** PROVIDED TEXT **

WILLIAM SHATNER – Where Will The Animals Sleep

Cleopatra 2024

Subtitled “Songs For Kids And Other Living Things” and beaming the grizzled explorer down to earth, the offering finds him embrace humanity and take the world in a love embrace.

Where Will The Animals Sleep

There have been a few William Shatner records released over the last decade, yet every track of such platters as "Ponder The Mystery" and "Blues" – presenting, respectively, original and borrowed material but invariably focusing on his celebrity status – found the veteran paired with stellar instrumentalists who consistently stole spotlight from his stupendous talent as a dramatic actor… or comical, for that matter. He deploys both aspects on this hilarious album, which may amount to William’s best, to either play or glorify various critters’ characters and bring a smile to his listener’s face by inhabiting numbers co-written with Daniel Miller and Robert Sharenow – the former a guitarist with THEY MIGHT BE GIANTS, the latter an award-winning author – and skipping through different styles to make each of their subjects charming, Shatner-way. As a result, the esteemed Officer of the Order of Canada gets a chance to intone via sung line rather than spoken word and let his gravelly voice sound graceful rather than gravely.

Stored items:
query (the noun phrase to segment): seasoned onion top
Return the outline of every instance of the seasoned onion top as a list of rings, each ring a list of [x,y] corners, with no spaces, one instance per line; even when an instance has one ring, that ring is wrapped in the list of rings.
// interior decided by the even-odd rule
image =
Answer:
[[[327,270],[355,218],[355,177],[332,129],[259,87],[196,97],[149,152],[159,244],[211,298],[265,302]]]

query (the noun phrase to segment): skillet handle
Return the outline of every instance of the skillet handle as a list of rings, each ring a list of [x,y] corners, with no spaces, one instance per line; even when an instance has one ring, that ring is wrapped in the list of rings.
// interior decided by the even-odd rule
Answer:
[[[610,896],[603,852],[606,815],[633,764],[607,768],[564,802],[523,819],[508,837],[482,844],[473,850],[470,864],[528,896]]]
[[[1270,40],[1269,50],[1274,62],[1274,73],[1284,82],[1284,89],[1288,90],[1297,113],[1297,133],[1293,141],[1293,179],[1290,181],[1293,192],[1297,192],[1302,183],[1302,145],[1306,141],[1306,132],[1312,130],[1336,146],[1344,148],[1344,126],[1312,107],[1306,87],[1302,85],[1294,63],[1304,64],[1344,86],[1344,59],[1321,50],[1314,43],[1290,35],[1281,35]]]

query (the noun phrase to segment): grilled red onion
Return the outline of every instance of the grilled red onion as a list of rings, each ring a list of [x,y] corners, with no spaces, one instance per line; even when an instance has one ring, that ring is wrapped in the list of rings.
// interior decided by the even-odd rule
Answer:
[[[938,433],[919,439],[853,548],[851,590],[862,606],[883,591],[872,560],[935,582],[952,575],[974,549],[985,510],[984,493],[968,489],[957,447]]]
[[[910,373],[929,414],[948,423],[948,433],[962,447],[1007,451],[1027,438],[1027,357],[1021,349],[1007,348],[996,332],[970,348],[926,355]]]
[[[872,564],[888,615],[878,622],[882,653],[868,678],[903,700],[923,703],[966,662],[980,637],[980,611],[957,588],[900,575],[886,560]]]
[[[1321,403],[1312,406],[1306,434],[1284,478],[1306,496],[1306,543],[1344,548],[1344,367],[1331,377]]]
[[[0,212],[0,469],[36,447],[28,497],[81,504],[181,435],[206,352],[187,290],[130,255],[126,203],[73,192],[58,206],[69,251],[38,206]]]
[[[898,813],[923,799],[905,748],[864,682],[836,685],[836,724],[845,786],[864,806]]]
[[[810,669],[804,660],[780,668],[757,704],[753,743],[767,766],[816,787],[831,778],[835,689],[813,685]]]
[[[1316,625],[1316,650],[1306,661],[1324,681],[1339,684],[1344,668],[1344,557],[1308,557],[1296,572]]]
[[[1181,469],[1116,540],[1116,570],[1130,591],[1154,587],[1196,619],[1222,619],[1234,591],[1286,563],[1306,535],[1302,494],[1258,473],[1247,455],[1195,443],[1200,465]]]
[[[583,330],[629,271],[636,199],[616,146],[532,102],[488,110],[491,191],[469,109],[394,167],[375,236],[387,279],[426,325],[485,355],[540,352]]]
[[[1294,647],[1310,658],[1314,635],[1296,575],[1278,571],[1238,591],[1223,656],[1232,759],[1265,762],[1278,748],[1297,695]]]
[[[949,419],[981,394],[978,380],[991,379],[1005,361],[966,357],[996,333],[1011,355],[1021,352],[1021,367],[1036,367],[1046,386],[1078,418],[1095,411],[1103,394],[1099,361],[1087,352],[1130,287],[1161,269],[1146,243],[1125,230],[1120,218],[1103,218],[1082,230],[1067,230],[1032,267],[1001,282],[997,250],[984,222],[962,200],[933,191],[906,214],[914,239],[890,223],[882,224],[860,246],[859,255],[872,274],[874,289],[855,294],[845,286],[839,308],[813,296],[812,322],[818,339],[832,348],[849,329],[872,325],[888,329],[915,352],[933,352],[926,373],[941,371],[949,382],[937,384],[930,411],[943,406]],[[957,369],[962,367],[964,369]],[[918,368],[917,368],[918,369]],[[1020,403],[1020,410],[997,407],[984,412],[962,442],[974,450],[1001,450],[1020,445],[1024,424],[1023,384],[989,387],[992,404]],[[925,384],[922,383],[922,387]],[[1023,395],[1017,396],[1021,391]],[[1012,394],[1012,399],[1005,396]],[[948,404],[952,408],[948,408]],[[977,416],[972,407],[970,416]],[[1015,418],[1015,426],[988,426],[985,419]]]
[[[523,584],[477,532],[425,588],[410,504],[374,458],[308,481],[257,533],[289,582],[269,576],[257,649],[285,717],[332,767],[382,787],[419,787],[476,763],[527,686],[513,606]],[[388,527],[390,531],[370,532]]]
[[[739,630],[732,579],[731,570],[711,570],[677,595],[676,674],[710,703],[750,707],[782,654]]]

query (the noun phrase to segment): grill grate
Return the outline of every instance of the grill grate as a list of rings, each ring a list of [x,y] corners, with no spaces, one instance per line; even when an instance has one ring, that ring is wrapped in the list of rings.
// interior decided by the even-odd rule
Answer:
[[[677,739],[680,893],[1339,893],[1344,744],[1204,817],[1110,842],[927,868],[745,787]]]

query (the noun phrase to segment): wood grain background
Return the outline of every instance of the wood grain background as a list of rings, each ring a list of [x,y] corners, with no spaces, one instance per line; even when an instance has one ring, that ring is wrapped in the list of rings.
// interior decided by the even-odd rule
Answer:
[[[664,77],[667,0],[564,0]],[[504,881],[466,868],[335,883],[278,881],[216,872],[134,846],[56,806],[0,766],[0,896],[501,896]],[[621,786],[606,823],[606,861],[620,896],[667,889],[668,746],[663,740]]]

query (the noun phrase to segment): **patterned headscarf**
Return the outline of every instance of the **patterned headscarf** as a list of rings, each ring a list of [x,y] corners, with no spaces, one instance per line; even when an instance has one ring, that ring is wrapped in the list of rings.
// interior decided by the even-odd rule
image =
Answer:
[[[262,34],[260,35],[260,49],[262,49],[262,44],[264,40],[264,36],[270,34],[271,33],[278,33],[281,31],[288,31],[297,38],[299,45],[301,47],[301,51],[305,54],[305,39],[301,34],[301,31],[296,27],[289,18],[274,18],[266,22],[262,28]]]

--

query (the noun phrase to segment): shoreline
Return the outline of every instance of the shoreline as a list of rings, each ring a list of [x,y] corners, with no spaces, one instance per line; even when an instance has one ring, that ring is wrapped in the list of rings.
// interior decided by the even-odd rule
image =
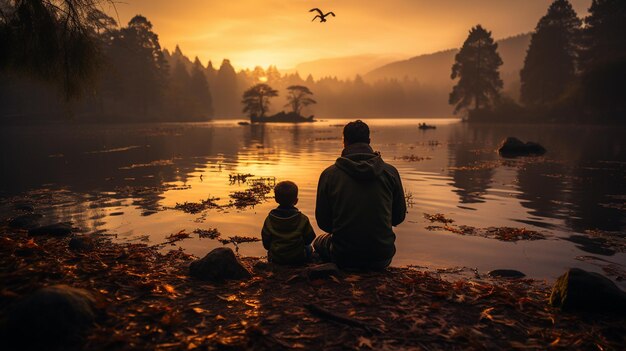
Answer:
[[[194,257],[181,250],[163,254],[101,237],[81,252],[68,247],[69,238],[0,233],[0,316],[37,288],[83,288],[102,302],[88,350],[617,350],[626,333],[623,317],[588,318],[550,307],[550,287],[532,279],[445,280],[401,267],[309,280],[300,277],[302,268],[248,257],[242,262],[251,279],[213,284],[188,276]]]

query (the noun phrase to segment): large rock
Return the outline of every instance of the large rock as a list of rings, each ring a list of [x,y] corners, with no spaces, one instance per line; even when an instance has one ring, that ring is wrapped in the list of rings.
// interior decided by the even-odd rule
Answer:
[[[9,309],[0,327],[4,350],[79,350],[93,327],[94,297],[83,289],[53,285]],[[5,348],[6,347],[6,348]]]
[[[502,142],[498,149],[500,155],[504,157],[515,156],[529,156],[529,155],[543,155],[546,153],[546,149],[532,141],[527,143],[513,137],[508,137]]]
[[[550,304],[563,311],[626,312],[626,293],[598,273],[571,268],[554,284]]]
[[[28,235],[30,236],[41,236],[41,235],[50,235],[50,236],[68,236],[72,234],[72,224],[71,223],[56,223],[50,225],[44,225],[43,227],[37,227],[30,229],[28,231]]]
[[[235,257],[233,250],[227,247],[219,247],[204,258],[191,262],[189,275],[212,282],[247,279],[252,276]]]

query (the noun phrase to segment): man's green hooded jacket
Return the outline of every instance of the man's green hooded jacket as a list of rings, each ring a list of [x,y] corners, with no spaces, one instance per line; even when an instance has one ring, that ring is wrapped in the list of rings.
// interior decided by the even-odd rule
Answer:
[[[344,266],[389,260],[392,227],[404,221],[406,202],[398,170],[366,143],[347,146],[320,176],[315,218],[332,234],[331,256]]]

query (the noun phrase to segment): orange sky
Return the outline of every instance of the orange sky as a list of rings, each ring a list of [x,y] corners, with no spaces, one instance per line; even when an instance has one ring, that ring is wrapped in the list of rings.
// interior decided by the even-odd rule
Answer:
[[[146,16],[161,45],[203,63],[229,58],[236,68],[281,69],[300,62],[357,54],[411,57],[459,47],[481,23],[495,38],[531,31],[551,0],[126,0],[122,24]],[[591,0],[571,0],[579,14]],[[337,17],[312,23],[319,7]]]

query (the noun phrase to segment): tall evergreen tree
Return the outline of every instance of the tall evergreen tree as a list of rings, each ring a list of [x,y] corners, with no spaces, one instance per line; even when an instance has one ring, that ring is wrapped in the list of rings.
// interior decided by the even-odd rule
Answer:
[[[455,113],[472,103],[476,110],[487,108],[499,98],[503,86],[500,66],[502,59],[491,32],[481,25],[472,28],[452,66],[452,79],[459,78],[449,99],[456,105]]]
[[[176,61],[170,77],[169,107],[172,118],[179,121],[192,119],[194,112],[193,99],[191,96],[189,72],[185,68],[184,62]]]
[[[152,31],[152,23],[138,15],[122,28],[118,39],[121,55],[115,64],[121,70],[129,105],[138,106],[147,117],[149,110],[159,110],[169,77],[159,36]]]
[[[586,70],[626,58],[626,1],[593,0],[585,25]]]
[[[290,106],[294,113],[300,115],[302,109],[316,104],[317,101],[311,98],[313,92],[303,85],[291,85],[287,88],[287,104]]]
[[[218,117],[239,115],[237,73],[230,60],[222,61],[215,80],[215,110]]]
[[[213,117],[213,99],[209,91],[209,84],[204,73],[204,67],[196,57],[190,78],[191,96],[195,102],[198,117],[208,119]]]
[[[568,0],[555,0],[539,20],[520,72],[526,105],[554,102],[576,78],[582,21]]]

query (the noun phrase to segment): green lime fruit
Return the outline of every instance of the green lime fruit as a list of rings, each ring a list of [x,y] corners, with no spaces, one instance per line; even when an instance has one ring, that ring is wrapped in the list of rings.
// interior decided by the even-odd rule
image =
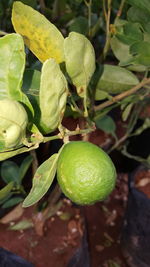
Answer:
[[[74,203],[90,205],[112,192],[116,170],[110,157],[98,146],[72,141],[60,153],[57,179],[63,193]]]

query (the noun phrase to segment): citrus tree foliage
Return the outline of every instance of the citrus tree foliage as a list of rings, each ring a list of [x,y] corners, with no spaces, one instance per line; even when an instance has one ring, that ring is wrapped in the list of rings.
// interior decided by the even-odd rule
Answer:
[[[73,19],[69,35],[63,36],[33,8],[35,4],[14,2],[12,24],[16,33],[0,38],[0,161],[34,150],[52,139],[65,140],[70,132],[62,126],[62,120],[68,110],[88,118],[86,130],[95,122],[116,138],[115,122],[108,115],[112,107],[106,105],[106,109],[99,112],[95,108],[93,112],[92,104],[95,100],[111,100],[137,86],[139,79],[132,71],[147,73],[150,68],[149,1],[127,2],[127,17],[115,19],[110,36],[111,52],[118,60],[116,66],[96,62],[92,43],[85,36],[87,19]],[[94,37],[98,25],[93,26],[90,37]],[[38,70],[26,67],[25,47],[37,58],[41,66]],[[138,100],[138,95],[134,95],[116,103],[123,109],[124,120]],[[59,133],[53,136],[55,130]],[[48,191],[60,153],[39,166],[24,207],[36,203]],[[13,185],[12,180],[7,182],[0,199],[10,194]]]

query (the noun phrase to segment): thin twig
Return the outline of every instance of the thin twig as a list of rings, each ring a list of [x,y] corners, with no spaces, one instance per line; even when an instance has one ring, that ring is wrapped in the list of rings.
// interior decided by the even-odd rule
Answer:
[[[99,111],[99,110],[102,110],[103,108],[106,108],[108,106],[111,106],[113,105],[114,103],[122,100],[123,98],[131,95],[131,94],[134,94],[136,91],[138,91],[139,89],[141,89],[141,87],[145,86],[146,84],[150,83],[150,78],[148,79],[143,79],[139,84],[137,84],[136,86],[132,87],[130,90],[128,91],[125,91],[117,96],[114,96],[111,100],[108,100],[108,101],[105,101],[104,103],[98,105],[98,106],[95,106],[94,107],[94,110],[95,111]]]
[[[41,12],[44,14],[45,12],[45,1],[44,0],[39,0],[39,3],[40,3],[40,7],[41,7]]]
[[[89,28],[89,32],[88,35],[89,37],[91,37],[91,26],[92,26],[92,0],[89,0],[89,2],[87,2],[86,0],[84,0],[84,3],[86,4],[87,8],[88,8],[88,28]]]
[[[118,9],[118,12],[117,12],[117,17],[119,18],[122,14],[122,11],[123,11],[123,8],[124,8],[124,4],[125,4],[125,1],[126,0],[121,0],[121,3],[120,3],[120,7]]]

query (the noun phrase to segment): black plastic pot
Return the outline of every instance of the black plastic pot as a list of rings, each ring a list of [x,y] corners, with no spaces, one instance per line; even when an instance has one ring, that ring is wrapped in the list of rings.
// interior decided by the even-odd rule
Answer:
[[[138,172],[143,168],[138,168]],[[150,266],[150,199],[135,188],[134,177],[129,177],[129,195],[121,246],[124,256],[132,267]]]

** QUESTIONS **
• a. In the album review, who co-wrote the songs with William Shatner?
• b. Using the album review, explain why Shatner's earlier records failed to highlight his talent as an actor.
• c. Write the next part of the album review, starting after its last sentence.
The stored items are separate from the album review and are not part of it.

** RESPONSES BY TASK **
• a. Daniel Miller and Robert Sharenow.

• b. On records such as "Ponder The Mystery" and "Blues," he was paired with stellar instrumentalists who consistently stole the spotlight from his talent as a dramatic or comical actor. Those records also focused on his celebrity status.

• c.
The nonagenarian can be serious, of course – there’s an ecological message in the platter’s bass-caressed titular lullaby, and the string-drenched finale “Birdsong Symphony” is a romantic recital of sorts – but it’s difficult not to burst into laughter when he’s waxing lyrical about pachyderms’ itchy butts in opener “Elephants And Termites” and about their symbiotic pecking order in “The Rhino’s Guard” or using the boogie of “Mushrooms Talk To Trees” to expose fungi’s underground conspiracy. Not that the chosen species dictate any specific genre, yet “Barnacle Bill The Sailor” logically involves a sea shanty, and the beavers-extolling “Chomp, Chomp, Chomp” boils down to the cha-cha-cha due to a purely phonetic coincidence. Still, the waltz of “Aphids And Ants” where Miller’s insectesque backing vocals are so infectious and the godwit-praising bluegrass of “7000 Miles On A Non-Stop Flight” where the former Captain’s gradually sped-up refrains defy his 93 years of age feel like unexpected delights.

And if the acoustic paean “Why Do We Bug You” seems so sympathetic, the rap of “Secret Agent Whale” is just as kind – only much funnier. Tested on a real-life seven-years-old, this record proved to be a genuine bundle of joy: an admirable, adorable achievement.